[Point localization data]
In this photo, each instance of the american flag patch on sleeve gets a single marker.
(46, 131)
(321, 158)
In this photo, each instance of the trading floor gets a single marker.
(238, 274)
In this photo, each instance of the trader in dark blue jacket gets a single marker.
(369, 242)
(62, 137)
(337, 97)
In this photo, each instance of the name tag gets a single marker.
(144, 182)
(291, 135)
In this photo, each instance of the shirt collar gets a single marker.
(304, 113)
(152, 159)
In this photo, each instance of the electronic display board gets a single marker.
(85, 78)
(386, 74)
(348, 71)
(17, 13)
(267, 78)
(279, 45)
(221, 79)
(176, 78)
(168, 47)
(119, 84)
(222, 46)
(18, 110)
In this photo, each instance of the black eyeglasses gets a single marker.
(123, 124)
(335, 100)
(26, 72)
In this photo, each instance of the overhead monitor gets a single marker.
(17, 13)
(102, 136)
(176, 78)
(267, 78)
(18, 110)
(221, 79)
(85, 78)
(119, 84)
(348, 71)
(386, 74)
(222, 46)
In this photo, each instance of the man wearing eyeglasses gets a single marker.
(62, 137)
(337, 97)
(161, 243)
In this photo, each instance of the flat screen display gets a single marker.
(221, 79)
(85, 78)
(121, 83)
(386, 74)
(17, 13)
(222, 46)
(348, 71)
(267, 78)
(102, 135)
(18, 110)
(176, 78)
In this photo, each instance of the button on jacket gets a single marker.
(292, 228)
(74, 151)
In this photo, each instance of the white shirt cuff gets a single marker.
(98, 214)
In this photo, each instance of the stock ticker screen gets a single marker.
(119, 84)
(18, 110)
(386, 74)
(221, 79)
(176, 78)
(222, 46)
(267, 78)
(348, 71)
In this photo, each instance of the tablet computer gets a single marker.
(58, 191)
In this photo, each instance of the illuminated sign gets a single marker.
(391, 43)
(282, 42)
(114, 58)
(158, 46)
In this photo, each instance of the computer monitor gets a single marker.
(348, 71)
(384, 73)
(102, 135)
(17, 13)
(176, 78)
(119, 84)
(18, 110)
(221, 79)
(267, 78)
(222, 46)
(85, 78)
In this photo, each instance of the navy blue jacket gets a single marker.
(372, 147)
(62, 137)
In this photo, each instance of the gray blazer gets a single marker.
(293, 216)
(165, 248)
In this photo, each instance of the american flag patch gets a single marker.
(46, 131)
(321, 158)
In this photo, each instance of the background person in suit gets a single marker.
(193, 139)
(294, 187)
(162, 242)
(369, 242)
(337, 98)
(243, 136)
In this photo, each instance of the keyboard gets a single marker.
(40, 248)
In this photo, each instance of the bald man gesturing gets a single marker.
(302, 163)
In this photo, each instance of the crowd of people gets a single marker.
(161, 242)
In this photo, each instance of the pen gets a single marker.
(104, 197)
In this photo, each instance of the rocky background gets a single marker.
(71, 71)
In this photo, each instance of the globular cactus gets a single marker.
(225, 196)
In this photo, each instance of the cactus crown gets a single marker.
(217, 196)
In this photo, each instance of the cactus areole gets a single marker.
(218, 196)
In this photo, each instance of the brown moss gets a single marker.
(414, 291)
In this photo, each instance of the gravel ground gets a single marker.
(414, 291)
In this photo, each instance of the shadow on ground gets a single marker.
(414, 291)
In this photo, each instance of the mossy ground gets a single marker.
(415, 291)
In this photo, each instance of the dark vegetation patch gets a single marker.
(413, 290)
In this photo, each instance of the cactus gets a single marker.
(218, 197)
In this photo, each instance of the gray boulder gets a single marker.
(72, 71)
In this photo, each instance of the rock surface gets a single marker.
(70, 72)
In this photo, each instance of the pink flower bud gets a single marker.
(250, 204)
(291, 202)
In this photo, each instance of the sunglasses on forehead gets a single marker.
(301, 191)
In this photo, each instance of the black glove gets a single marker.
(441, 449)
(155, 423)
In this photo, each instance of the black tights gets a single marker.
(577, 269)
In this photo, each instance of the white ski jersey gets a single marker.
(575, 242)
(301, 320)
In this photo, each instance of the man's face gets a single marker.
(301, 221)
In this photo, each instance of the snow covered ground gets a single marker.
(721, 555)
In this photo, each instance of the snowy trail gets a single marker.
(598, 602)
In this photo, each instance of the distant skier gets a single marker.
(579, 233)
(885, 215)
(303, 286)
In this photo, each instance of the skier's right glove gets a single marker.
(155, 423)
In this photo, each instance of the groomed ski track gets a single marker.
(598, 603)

Work request
Exactly reproduce the entries in their entirety.

Result for this exercise
In this photo, each instance of the american flag patch on sleeve gets a single marker.
(46, 131)
(321, 158)
In this photo, each instance of the trading floor gets a single marker.
(238, 274)
In this photo, each instance of the trader in dark blue jacket gets a single marker.
(369, 242)
(62, 137)
(337, 97)
In this photo, each instance of the name tag gets a single marker.
(144, 182)
(291, 135)
In this photo, each instance of the shirt collar gets a single marker.
(304, 113)
(152, 159)
In this photo, each instance of the electronic display board gets a single marker.
(85, 78)
(386, 74)
(348, 71)
(17, 13)
(267, 78)
(279, 45)
(221, 79)
(176, 78)
(168, 47)
(119, 84)
(222, 46)
(18, 110)
In this photo, each instance of the black eyeglasses gets a single marker.
(123, 124)
(335, 100)
(26, 72)
In this photo, each instance of the overhead monitor gets a single marker.
(17, 13)
(102, 136)
(176, 78)
(267, 78)
(18, 110)
(221, 79)
(85, 78)
(119, 84)
(348, 71)
(386, 74)
(222, 46)
In this photo, each instance of the man wearing eyeglasses gets a single marker.
(62, 137)
(337, 97)
(161, 243)
In this photo, each instance of the flat screen display gets a single marker.
(221, 79)
(85, 78)
(121, 83)
(386, 74)
(17, 13)
(222, 46)
(348, 71)
(267, 78)
(102, 135)
(18, 110)
(176, 78)
In this photo, each instance of the button on jacket gets a single marker.
(292, 228)
(74, 151)
In this photo, each instance of the white shirt cuff gets a single marker.
(98, 214)
In this photo, each instance of the stock ticker screen gets a single marker.
(119, 84)
(18, 110)
(386, 74)
(221, 79)
(176, 78)
(222, 46)
(267, 78)
(348, 71)
In this photo, each instance of the tablet computer gets a single marker.
(58, 191)
In this photo, each instance of the illuminated sign gets a single marker.
(391, 43)
(282, 42)
(114, 58)
(158, 46)
In this photo, each instance of the computer monitor gets a single marker.
(348, 71)
(384, 73)
(102, 135)
(17, 13)
(176, 78)
(119, 84)
(18, 110)
(221, 79)
(267, 78)
(222, 46)
(85, 78)
In this photo, each instance of the navy blue jacket gets a single marker.
(372, 147)
(62, 137)
In this photo, each instance of the gray blazer gets a single marker.
(293, 216)
(165, 248)
In this photo, each instance of the american flag patch gets a single marker.
(46, 131)
(321, 158)
In this photo, each instance of the background person in suit gets a single marker.
(193, 139)
(294, 187)
(162, 242)
(369, 242)
(337, 98)
(243, 136)
In this photo, each instance of the keyboard gets a single marker.
(40, 248)
In this photo, each instance of the bald man gesturing gets a single marker.
(302, 163)
In this photo, each instance of the crowd of people gets a single marker.
(161, 242)
In this photo, each instance of the pen gets a single marker.
(104, 197)
In this photo, each instance of the rocky background gets a single marker.
(71, 71)
In this photo, each instance of the globular cactus gets a single marker.
(225, 196)
In this photo, each instance of the cactus crown gets a single marker.
(217, 196)
In this photo, each instance of the cactus areole gets a single marker.
(218, 196)
In this photo, each instance of the brown moss gets a single marker.
(414, 291)
In this photo, each instance of the gravel ground gets a single marker.
(414, 291)
In this photo, each instance of the shadow on ground gets a single marker.
(414, 291)
In this photo, each instance of the mossy ground gets a single marker.
(415, 291)
In this photo, each instance of the dark vegetation patch gets a single marker.
(413, 290)
In this photo, each instance of the cactus gets a single marker.
(218, 197)
In this photo, each instance of the gray boulder gets a single marker.
(72, 71)
In this photo, each instance of the rock surface gets a single marker.
(70, 72)
In this photo, each instance of the pink flower bud gets a single marker.
(250, 204)
(291, 202)
In this photo, each instance of the sunglasses on forehead gets a single marker.
(301, 191)
In this photo, each instance of the black glove gets a single marker.
(441, 449)
(155, 423)
In this photo, each instance of the black tights gets a single marker.
(577, 269)
In this photo, each instance of the white ski jersey gets a single marker.
(575, 242)
(301, 320)
In this photo, each instance of the man's face gets a single marker.
(301, 221)
In this photo, each instance of the snow covered ground gets a single marker.
(721, 555)
In this photo, each instance of the snowy trail gets a single marker.
(598, 602)
In this photo, each instance of the distant skier gets a single marker.
(579, 233)
(885, 215)
(303, 286)
In this photo, each instance of the skier's right glove gets a single marker.
(155, 423)
In this photo, each instance of the groomed ski track gets a single marker.
(598, 603)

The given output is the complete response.